**Supplied entries**
(begin)

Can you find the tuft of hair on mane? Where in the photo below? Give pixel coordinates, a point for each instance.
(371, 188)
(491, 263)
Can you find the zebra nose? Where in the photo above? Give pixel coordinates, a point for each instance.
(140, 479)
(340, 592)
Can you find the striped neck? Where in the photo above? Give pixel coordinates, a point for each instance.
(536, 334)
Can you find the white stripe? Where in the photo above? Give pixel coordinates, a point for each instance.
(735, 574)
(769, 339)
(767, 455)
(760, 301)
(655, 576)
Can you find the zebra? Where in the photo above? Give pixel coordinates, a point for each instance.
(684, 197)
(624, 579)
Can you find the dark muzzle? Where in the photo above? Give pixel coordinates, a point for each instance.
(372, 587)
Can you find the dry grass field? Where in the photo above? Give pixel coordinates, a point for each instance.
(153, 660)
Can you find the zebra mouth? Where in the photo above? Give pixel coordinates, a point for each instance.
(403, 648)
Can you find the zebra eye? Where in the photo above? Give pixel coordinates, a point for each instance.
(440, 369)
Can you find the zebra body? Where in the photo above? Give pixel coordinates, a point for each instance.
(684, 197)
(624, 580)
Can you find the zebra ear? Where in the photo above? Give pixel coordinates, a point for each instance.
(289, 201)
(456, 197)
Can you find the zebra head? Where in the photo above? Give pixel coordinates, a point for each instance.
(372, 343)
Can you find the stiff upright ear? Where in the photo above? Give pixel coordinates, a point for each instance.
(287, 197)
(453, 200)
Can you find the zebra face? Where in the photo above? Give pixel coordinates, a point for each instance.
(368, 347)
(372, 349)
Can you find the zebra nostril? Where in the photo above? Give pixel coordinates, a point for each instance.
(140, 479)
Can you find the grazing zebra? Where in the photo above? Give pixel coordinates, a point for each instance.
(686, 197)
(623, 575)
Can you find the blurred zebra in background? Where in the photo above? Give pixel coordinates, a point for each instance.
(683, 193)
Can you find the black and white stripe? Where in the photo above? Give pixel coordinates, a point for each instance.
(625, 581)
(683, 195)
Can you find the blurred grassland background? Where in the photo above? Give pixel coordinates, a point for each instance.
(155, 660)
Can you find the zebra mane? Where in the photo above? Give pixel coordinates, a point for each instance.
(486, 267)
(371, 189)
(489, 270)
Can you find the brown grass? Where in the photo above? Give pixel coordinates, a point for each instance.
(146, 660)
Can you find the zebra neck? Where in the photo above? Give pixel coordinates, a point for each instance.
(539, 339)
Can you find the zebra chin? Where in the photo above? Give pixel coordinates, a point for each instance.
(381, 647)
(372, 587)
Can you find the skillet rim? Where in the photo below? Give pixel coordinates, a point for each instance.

(end)

**Task to carry out**
Please express every line of all the records above as a JSON list of strings, one string per line, with blank lines left out.

**Response below**
[
  "Can you find the tuft of hair on mane? Where in the photo below? Give pixel coordinates, a point for each instance.",
  "(371, 188)",
  "(491, 263)",
  "Can you find the zebra nose? Where in the photo above? Give pixel coordinates, a point for each instance.",
  "(140, 479)",
  "(340, 592)",
  "Can you find the striped neck? Where in the photo above? Give pixel coordinates, a point for each instance.",
  "(536, 334)",
  "Can you find the white stripe? Where in the photo above? Give pixel coordinates, a point for each instance.",
  "(735, 574)",
  "(769, 339)",
  "(767, 455)",
  "(760, 301)",
  "(655, 576)",
  "Can you find the zebra? Where in the photo above? Give pixel coordinates, a point for each instance.",
  "(684, 197)",
  "(624, 579)",
  "Can you find the dark muzzle? Where in the photo above? Give pixel coordinates, a point for each instance.",
  "(372, 587)",
  "Can you find the dry grass field? Where in the photo above? Give pixel coordinates, a point for each instance.",
  "(153, 660)",
  "Can you find the zebra mouth? Where in the photo above? Give pixel coordinates, a point for each instance.",
  "(403, 648)",
  "Can you find the zebra eye? Where in the photo above? Give pixel coordinates, a point for each instance.",
  "(440, 369)",
  "Can you find the zebra body? Where in the photo above? Give pixel coordinates, a point for each instance.",
  "(684, 197)",
  "(624, 580)",
  "Can you find the zebra ear? Where in the photo above? Give pixel coordinates, a point for each instance.",
  "(289, 201)",
  "(456, 197)",
  "Can you find the zebra head? Where in the photo above? Give pixel coordinates, a point for each instance.",
  "(372, 343)",
  "Can you find the stiff upright ear? Where in the photo above? Give pixel coordinates, a point for each instance.",
  "(287, 197)",
  "(453, 200)",
  "Can you find the zebra face? Where in the photo above? Give pixel coordinates, a point for each instance.",
  "(368, 347)",
  "(372, 349)",
  "Can you find the zebra nostril? Where in the photo above? Give pixel coordinates, a point for each instance.",
  "(140, 479)",
  "Can you find the grazing zebra? Where in the photo above? Give pixel coordinates, a point for each instance.",
  "(686, 197)",
  "(623, 575)",
  "Can you find the blurred zebra in background? Where in the photo above? Give pixel coordinates, a point for each instance.",
  "(683, 193)",
  "Can you find the black and white stripe? Where in the photo above? Give pixel coordinates, a point for each instance.",
  "(625, 581)",
  "(683, 195)",
  "Can you find the blurred grassland background? Where in the photo above? Give pixel coordinates, a point for each instance.",
  "(155, 660)",
  "Can you find the zebra mane? Where in the photo above? Give pixel coordinates, a point for each instance.",
  "(486, 267)",
  "(371, 189)",
  "(489, 270)",
  "Can you find the brown grass? Where in the photo above? Give pixel coordinates, a point for each instance.",
  "(146, 660)",
  "Can you find the zebra neck? Where in the photo above? Give pixel coordinates, a point for each instance.",
  "(539, 339)",
  "Can you find the zebra chin? Where in the photo above? Give pixel coordinates, a point for each instance.",
  "(381, 647)",
  "(372, 587)",
  "Can you find the skillet rim? Where in the photo below? Give pixel coordinates, a point for each instance."
]